[Excerpts from a pointing dataset]
__________
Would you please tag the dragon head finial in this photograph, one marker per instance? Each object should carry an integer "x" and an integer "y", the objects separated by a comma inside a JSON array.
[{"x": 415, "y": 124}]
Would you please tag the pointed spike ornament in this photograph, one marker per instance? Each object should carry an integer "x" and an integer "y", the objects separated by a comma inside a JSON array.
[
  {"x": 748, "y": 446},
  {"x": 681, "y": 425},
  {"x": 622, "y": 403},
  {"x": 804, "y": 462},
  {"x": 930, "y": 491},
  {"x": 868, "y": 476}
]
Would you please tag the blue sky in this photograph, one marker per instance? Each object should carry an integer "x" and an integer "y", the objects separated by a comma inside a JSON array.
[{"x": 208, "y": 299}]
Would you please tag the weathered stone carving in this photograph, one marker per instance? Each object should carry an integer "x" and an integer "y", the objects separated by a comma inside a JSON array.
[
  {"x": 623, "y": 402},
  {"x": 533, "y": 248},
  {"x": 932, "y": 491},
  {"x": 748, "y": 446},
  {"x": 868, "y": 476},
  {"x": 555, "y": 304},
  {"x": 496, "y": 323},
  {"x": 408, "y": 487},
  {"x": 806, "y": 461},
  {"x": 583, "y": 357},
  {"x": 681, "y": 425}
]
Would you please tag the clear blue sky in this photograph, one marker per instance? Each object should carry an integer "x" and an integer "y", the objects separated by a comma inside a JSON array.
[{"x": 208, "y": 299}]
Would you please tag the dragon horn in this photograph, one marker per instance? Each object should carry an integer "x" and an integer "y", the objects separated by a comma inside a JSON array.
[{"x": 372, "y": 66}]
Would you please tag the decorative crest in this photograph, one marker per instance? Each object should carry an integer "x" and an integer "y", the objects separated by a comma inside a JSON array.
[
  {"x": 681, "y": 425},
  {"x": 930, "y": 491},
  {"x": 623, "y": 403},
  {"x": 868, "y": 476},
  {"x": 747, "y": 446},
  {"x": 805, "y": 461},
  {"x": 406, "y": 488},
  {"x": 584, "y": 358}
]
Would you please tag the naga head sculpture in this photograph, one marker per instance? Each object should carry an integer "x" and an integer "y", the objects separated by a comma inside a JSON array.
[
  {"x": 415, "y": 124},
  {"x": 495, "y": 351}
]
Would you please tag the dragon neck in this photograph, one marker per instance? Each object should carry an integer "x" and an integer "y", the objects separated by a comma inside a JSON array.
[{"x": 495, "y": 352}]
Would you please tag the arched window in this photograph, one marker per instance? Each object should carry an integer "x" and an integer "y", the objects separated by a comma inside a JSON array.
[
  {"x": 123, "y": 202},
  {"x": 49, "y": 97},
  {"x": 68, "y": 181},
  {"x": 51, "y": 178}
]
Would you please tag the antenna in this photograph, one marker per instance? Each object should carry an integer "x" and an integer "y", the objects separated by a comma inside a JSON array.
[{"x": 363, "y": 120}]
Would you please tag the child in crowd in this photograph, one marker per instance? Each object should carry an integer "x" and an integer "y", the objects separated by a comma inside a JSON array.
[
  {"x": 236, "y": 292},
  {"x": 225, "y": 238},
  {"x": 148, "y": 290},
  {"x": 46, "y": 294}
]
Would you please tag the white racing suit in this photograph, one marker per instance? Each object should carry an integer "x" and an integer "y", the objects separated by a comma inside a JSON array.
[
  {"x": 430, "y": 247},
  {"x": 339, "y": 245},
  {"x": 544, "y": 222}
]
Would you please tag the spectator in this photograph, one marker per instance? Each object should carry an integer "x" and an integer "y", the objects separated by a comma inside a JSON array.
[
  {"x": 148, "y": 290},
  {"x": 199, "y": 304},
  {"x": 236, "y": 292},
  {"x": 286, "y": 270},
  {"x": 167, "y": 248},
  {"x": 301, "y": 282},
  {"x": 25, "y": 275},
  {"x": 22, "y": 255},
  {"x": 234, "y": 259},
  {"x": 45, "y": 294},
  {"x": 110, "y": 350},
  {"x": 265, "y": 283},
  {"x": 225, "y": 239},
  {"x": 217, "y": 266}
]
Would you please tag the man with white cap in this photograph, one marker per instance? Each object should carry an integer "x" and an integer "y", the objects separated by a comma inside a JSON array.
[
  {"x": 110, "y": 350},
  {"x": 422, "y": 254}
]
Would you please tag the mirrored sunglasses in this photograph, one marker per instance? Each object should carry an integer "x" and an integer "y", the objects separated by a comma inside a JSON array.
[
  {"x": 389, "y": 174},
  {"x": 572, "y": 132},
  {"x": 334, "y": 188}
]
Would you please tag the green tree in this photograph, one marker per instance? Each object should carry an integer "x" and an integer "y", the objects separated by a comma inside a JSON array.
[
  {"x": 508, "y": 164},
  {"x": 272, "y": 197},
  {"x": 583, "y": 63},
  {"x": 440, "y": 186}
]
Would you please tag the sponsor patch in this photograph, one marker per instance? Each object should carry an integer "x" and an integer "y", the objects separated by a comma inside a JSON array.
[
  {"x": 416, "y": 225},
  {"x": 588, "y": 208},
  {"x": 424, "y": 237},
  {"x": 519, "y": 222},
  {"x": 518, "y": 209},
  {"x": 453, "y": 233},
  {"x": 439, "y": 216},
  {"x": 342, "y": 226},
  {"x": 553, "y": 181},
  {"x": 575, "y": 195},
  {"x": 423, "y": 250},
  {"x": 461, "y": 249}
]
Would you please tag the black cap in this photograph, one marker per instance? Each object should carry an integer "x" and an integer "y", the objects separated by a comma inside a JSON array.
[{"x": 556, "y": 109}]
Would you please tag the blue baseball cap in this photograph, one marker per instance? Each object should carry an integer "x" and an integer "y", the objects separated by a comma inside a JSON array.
__________
WHAT THE EXERCISE ASKS:
Recast every entry above as a numbered list, omitting any blank lines.

WRITTEN RESPONSE:
1. Would you please tag the dragon head finial in this photograph, one marker per instance? Each object should carry an integer "x" and an integer "y", the objects separated by a comma inside a JSON array.
2. [{"x": 415, "y": 124}]
3. Would you please tag the pointed spike ornament in this photograph, one marker per instance? Each object should carry an integer "x" and an integer "y", the objects separated by a comma inside a JSON array.
4. [
5.   {"x": 748, "y": 446},
6.   {"x": 681, "y": 425},
7.   {"x": 622, "y": 403},
8.   {"x": 804, "y": 462},
9.   {"x": 930, "y": 491},
10.   {"x": 868, "y": 476}
11. ]
12. Would you please tag the blue sky in this photograph, one marker per instance? Each object should carry an integer "x" and an integer "y", the objects separated by a comma inside a JSON array.
13. [{"x": 208, "y": 299}]
14. Would you please tag the weathered stone carving in this photograph, one marker per instance? Each object should carry an integer "x" and an integer "y", the objects separated by a comma inside a JSON array.
15. [
16.   {"x": 623, "y": 402},
17.   {"x": 533, "y": 248},
18.   {"x": 932, "y": 491},
19.   {"x": 748, "y": 446},
20.   {"x": 868, "y": 476},
21.   {"x": 555, "y": 304},
22.   {"x": 496, "y": 323},
23.   {"x": 408, "y": 487},
24.   {"x": 806, "y": 461},
25.   {"x": 583, "y": 357},
26.   {"x": 681, "y": 425}
27. ]
28. Would you please tag the clear blue sky in this photograph, one marker per instance? Each object should carry an integer "x" and an integer "y", the objects separated by a comma inside a JSON array.
29. [{"x": 208, "y": 299}]
30. Would you please tag the dragon horn in this photograph, one marker per instance? Each object should carry an integer "x" and an integer "y", the objects separated by a comma inside a JSON array.
31. [{"x": 372, "y": 66}]
32. Would you please tag the decorative crest in this photograph, one marker per instance? Each object should carry an integer "x" and an integer "y", the objects separated by a comma inside a JSON array.
33. [
34.   {"x": 681, "y": 425},
35.   {"x": 930, "y": 491},
36.   {"x": 623, "y": 403},
37.   {"x": 868, "y": 476},
38.   {"x": 747, "y": 446},
39.   {"x": 805, "y": 461},
40.   {"x": 406, "y": 488},
41.   {"x": 584, "y": 358}
42. ]
43. Would you please tag the naga head sculpture in this photograph, one marker per instance? Each object should carry an integer "x" and an integer "y", the objects separated by a comma inside a JSON array.
44. [
45.   {"x": 415, "y": 124},
46.   {"x": 495, "y": 351}
47. ]
48. Would you please tag the dragon neck in this photograph, one marker per instance? Each object should carry an integer "x" and an integer "y", the objects separated by a comma inside a JSON array.
49. [{"x": 495, "y": 352}]
50. Would you please tag the arched window in this photograph, one marker per instance? Each object should carry an integer "x" and an integer "y", the objects separated by a comma inside a JSON array.
51. [
52.   {"x": 123, "y": 202},
53.   {"x": 49, "y": 97},
54.   {"x": 68, "y": 181},
55.   {"x": 51, "y": 178}
56. ]
57. Would you please tag the antenna in this photograph, one marker per instance? Each object should carry an integer "x" and an integer "y", the objects separated by a comma inside a JSON array.
58. [{"x": 363, "y": 120}]
59. Would you please tag the child in crowd in this photograph, one marker per instance? Each object should carry an integer "x" and an integer "y", the objects separated by a comma inside a JSON array.
60. [
61.   {"x": 236, "y": 292},
62.   {"x": 225, "y": 238},
63.   {"x": 148, "y": 290},
64.   {"x": 46, "y": 294}
65. ]
66. Would you please tag the white racing suit in this photograph, one marker per instance? Each object should carry an integer "x" and an integer "y", the objects separated by a comma inside a JSON array.
67. [
68.   {"x": 430, "y": 247},
69.   {"x": 339, "y": 245},
70.   {"x": 544, "y": 222}
71. ]
72. Would you please tag the spectator in this photograph, one marker per instance? Each object should carry an integer "x" and an integer "y", the objects separated by a comma inside a JSON array.
73. [
74.   {"x": 148, "y": 290},
75.   {"x": 199, "y": 304},
76.   {"x": 236, "y": 292},
77.   {"x": 286, "y": 270},
78.   {"x": 167, "y": 248},
79.   {"x": 301, "y": 282},
80.   {"x": 25, "y": 275},
81.   {"x": 22, "y": 255},
82.   {"x": 234, "y": 259},
83.   {"x": 45, "y": 294},
84.   {"x": 110, "y": 350},
85.   {"x": 265, "y": 283},
86.   {"x": 225, "y": 239},
87.   {"x": 217, "y": 266}
88. ]
89. Would you please tag the man with white cap in this photograph, one marker per instance? Each object should carry an integer "x" and an integer "y", the objects separated by a comma inside a JSON array.
90. [
91.   {"x": 110, "y": 350},
92.   {"x": 422, "y": 254}
93. ]
94. Would you please tag the mirrored sunglasses in this photograph, one marker per instance? Each object should carry an integer "x" and an integer "y", the objects separated by a comma inside a JSON array.
95. [
96.   {"x": 389, "y": 174},
97.   {"x": 572, "y": 132},
98.   {"x": 334, "y": 188}
99. ]
100. Would you please tag the green tree in this photograph, one marker per instance? Each object should carry an integer "x" and an integer "y", the objects separated by a comma inside a JSON array.
101. [
102.   {"x": 508, "y": 164},
103.   {"x": 272, "y": 197},
104.   {"x": 583, "y": 63},
105.   {"x": 440, "y": 186}
106. ]
107. Would you please tag the sponsor patch in this photograph, one marker per instance? Each object should carry an integer "x" and an integer "y", the objects separated by a comma inside a JSON array.
108. [
109.   {"x": 416, "y": 225},
110.   {"x": 588, "y": 208},
111.   {"x": 424, "y": 237},
112.   {"x": 519, "y": 222},
113.   {"x": 518, "y": 209},
114.   {"x": 453, "y": 233},
115.   {"x": 439, "y": 216},
116.   {"x": 342, "y": 226},
117.   {"x": 553, "y": 181},
118.   {"x": 575, "y": 195},
119.   {"x": 423, "y": 250},
120.   {"x": 461, "y": 249}
121. ]
122. Would you please tag the black cap in this photograph, one marker per instance? Each object should carry an integer "x" and an integer "y", the objects separated by a comma inside a JSON array.
123. [{"x": 556, "y": 109}]
124. Would you please tag the blue baseball cap in this photograph, one marker per instance? Each object should carry an integer "x" and an integer "y", the objects separated by a comma inside a JSON array.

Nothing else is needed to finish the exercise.